» Text segment
Modi govt puts brakes on India's universal health plan

Tuesday 31st March 2015 14:18 EDT
 
 

Indian Prime Minister Narendra Modi has asked for a drastic cutback of an ambitious health care plan after cost estimates came in at $18.5 billion over five years, several government sources said, delaying a promise made in his election manifesto.

Modi has had to make difficult choices to boost economic growth - his government's first full annual budget, announced last month, ramped up infrastructure spending, leaving less federal funding immediately available for social sectors.

The health ministry developed a draft policy on universal health care in coordination with the Prime Minister's office last year. The National Health Assurance Mission aims to provide free drugs, diagnostic services and insurance for serious ailments for India's 1.2 billion people.

The health ministry proposed rolling out the system from April 2015, and in October projected its cost as $25.5 billion over four years. By the time the project was presented to Modi in January the costs had been pared to 1.16 trillion rupees ($18.5 billion) over five years.

» Information shown
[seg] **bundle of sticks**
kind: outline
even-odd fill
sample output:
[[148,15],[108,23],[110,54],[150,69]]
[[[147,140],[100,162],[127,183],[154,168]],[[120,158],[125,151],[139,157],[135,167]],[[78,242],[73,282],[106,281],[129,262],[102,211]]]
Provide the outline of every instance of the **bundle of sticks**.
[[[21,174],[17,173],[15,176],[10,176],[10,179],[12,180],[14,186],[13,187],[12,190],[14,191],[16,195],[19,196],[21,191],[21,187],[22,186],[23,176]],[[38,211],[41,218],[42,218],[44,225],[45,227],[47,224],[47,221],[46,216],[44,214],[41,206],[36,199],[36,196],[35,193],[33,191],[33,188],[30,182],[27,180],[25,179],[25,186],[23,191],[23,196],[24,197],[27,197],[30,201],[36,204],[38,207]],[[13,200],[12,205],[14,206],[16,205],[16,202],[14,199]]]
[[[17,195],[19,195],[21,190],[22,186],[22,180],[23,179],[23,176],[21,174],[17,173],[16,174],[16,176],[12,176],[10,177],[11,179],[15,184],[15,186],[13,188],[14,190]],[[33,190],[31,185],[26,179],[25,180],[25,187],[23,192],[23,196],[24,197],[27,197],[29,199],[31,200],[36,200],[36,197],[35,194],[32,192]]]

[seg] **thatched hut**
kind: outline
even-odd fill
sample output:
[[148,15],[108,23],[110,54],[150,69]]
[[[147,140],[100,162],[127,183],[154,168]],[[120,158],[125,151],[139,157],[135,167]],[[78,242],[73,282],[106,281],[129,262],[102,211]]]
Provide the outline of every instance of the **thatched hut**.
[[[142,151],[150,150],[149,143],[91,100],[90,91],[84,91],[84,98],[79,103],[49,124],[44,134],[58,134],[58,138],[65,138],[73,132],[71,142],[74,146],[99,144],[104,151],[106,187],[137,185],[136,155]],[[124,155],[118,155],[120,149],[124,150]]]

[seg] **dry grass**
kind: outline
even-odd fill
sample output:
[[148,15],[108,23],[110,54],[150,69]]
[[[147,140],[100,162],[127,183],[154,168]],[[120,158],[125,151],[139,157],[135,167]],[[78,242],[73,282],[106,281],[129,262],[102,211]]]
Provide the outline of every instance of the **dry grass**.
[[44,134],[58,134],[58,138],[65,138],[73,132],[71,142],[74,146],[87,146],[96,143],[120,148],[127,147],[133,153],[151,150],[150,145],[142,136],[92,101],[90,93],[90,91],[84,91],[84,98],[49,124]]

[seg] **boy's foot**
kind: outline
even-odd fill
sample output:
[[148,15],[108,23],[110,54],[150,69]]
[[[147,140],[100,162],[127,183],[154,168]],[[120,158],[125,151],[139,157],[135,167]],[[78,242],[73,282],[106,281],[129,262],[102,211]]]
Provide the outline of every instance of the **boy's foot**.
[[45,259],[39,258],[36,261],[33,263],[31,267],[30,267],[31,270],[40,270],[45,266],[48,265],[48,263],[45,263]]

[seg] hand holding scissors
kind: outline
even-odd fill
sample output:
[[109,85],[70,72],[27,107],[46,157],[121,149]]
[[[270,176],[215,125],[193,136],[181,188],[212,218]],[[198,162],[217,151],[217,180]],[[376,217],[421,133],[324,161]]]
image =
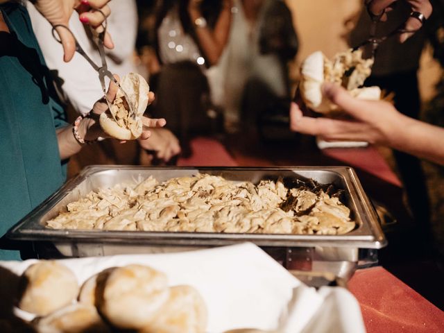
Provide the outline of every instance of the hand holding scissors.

» Tasks to carry out
- A) Answer these questions about the article on India's health care plan:
(i) What did Modi's government's first full annual budget ramp up?
(ii) What does the National Health Assurance Mission aim to provide?
(iii) What cost did the health ministry project in October?
- B) Write out the part of the health plan article starting with "The health ministry proposed" and going on through "over five years.", word for word.
- C) Resume the article on India's universal health plan, starting after its last sentence.

» Solved problems
- A)
(i) Infrastructure spending.
(ii) Free drugs, diagnostic services and insurance for serious ailments for India's 1.2 billion people.
(iii) $25.5 billion over four years.

- B)
The health ministry proposed rolling out the system from April 2015, and in October projected its cost as $25.5 billion over four years. By the time the project was presented to Modi in January the costs had been pared to 1.16 trillion rupees ($18.5 billion) over five years.

- C)
That was still too much. The programme was not approved, three health ministry officials and two other government sources said. Three officials said the health ministry has been asked to revamp the policy, but work is yet to start.

"The constraint on India's financial resources was conveyed to health officials, and even to those from other ministries," said one government official who is not from the health ministry but attended the meeting where Modi was present.

The meeting was held in January and the discussions were not made public. All of the sources declined to be named because of the sensitivity of the discussions. Officials at the prime minister's office and the finance ministry, as well as the health ministry, did not respond to requests seeking comment.

Modi's manifesto ahead of the election that brought him to power last year accorded "high priority" to the health sector and promised a universal health assurance plan. The manifesto said previous public health schemes, that have been mired in payment delays recently, had failed to meet the growing medical needs of public.

So health experts were dismayed when the union budget for the full-year starting April raised the allocation for the country's main health department only by about 2 per cent from the previous year, less than inflation. The meagre increase dimmed prospects for the massive health plan, they said.

"How can it happen when you have truncated resources?" one health ministry official asked.